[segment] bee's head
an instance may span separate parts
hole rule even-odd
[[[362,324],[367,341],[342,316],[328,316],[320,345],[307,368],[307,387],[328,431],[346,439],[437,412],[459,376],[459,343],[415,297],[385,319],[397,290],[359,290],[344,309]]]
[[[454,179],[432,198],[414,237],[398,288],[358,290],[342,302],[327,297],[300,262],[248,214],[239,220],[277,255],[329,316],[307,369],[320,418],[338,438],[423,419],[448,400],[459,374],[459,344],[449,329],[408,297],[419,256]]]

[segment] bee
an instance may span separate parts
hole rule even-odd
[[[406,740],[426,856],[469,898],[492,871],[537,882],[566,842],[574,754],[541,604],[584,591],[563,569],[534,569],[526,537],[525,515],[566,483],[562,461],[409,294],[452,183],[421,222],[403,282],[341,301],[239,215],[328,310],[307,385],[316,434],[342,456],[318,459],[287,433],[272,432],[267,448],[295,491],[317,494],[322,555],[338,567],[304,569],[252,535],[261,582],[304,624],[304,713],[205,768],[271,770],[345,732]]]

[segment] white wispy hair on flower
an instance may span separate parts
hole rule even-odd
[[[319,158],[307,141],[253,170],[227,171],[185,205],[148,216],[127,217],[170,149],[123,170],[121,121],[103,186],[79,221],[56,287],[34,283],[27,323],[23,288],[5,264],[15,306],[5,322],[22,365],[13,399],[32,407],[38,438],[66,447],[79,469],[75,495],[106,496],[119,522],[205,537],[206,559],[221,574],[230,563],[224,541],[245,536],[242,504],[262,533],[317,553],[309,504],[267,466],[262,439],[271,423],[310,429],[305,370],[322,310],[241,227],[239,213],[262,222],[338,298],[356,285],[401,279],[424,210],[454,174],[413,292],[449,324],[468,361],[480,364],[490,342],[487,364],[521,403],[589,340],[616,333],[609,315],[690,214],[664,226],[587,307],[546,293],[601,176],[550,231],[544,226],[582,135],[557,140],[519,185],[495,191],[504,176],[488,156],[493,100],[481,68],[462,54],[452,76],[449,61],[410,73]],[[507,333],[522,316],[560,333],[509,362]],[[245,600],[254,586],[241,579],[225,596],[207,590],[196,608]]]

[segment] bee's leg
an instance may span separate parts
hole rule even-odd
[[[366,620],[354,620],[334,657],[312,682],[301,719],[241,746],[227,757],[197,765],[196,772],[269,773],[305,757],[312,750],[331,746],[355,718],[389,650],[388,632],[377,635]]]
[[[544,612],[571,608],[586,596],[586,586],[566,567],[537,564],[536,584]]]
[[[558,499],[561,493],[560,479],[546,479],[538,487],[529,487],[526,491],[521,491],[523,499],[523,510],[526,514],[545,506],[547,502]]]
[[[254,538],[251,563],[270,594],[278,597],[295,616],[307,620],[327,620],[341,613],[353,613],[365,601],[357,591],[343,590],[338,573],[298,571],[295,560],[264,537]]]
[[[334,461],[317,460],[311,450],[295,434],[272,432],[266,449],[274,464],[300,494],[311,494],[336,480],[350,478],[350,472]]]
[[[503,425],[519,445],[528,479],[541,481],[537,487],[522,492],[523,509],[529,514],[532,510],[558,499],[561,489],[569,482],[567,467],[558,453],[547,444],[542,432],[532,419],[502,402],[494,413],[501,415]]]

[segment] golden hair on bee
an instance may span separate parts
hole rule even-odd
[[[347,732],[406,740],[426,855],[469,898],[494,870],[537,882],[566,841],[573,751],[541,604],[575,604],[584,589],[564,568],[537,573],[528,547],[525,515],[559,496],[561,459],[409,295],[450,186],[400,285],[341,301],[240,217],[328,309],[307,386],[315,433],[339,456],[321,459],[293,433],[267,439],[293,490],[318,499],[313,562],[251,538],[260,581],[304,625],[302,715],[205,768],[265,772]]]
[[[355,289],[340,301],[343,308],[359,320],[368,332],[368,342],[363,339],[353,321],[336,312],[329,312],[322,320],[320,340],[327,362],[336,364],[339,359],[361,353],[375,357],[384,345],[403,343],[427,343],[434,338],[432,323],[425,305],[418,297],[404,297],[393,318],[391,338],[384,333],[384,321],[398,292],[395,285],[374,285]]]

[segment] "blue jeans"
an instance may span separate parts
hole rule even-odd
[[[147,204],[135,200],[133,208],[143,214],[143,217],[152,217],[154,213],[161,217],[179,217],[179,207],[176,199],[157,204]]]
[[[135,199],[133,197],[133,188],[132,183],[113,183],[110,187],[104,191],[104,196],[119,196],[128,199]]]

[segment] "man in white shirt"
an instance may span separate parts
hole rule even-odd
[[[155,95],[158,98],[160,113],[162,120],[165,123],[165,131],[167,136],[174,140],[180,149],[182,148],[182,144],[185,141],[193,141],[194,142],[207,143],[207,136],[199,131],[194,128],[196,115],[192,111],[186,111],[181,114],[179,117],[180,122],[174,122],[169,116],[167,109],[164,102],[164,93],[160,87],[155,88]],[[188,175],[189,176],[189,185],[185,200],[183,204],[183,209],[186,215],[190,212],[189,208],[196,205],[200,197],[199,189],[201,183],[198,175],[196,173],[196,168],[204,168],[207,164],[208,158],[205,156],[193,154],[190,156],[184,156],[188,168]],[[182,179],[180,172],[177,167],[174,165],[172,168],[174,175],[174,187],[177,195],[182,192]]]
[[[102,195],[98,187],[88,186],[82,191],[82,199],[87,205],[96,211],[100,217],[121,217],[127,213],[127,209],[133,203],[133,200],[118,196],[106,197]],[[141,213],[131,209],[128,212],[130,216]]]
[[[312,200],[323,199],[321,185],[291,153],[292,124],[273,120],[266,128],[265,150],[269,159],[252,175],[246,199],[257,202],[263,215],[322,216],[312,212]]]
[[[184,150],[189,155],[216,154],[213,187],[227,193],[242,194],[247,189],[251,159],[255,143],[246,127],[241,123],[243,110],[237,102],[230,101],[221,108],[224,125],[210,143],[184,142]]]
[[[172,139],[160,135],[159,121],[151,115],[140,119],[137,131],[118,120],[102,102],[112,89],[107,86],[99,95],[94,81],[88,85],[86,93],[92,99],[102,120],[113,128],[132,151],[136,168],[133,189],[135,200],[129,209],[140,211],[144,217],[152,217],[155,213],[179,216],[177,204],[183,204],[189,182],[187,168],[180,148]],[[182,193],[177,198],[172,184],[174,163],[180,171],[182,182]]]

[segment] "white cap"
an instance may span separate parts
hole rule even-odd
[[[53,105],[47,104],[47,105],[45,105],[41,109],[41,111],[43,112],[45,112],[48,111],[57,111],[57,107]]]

◆ **What is required**
Find each line in the entries above that contains the word "segment" and copy it out in full. Case counts, so match capital and lowercase letters exactly.

◆ **Answer to the problem**
[segment] bee's head
[segment] bee
[segment] white wispy hair on flower
[segment] bee's leg
[segment] golden hair on bee
[segment] "blue jeans"
[segment] "man in white shirt"
[segment] "white cap"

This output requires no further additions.